↓↓↓

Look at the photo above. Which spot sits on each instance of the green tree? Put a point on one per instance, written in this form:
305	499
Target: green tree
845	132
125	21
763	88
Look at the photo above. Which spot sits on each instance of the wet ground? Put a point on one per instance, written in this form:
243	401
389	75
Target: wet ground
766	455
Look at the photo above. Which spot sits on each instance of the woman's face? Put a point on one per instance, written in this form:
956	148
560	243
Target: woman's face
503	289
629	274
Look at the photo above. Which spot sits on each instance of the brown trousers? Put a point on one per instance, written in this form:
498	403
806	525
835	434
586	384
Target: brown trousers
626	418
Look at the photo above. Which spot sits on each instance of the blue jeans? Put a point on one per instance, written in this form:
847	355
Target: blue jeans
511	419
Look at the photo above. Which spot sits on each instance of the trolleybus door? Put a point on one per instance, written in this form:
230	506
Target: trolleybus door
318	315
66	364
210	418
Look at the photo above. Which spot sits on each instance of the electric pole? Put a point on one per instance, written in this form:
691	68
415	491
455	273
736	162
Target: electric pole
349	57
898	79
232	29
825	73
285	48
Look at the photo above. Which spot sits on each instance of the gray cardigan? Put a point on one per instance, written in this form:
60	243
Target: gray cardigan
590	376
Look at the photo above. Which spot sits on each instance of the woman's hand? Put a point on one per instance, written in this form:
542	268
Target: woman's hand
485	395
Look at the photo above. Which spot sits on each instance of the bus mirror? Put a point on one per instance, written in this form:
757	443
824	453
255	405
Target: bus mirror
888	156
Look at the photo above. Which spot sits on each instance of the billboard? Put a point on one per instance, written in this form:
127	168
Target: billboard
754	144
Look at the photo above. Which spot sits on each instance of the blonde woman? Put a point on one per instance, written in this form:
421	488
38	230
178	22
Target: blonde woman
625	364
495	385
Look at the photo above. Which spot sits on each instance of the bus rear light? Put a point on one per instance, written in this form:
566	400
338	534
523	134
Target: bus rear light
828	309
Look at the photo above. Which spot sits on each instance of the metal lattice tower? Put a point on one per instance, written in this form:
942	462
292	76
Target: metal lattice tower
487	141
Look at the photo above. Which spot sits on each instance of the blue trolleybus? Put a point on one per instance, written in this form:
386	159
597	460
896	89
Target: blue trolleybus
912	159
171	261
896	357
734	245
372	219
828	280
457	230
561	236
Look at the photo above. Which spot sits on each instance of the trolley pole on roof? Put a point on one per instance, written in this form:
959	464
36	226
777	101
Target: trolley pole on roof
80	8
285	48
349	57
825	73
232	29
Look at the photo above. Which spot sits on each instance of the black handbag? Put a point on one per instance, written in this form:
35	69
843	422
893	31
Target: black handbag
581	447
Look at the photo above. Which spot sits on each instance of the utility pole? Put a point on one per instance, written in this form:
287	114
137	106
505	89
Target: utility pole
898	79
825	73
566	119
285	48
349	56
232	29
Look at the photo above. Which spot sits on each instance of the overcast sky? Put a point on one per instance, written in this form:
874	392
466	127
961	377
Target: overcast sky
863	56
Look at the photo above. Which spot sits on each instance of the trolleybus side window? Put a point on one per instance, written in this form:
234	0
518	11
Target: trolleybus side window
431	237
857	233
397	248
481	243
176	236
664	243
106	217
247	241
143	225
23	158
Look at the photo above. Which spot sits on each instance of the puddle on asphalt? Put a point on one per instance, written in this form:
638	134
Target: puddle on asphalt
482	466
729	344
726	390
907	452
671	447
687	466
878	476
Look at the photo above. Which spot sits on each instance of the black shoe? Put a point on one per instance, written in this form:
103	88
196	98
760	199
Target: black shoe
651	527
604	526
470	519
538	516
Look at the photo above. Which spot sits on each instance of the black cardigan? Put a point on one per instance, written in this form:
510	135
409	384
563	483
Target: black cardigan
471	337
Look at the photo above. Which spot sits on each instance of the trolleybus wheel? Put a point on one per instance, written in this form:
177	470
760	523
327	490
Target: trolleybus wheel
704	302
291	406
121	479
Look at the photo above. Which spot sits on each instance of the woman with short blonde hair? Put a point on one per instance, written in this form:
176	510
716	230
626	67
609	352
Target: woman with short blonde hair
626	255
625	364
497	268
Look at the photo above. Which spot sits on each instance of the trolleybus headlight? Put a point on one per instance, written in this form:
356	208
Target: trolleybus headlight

↑↑↑
↓↓↓

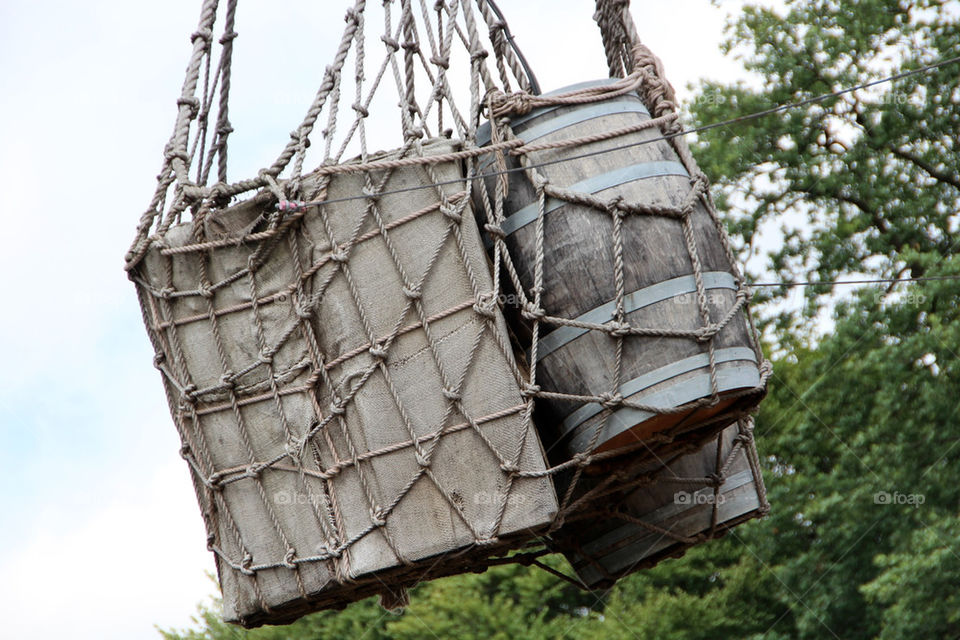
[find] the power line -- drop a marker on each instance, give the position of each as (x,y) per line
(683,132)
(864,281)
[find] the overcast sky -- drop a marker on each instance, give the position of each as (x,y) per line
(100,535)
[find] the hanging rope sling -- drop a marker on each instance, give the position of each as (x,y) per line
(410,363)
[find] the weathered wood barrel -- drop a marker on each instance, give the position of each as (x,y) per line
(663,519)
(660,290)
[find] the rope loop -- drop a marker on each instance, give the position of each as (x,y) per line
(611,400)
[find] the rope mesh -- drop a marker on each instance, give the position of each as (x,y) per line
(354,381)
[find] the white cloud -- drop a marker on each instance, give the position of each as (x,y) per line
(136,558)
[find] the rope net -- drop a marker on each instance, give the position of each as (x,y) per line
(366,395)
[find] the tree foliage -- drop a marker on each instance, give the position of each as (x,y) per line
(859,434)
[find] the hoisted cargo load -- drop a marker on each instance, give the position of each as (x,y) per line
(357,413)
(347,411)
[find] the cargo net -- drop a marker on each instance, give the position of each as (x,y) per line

↑↑↑

Please find every line in the listing that holds the string "headlight" and copy it.

§ Task answer:
Look at the photo above. Which spot sits on each instance of the trolleybus headlight? Put a point on one per instance, written in this form:
Target: trolleybus headlight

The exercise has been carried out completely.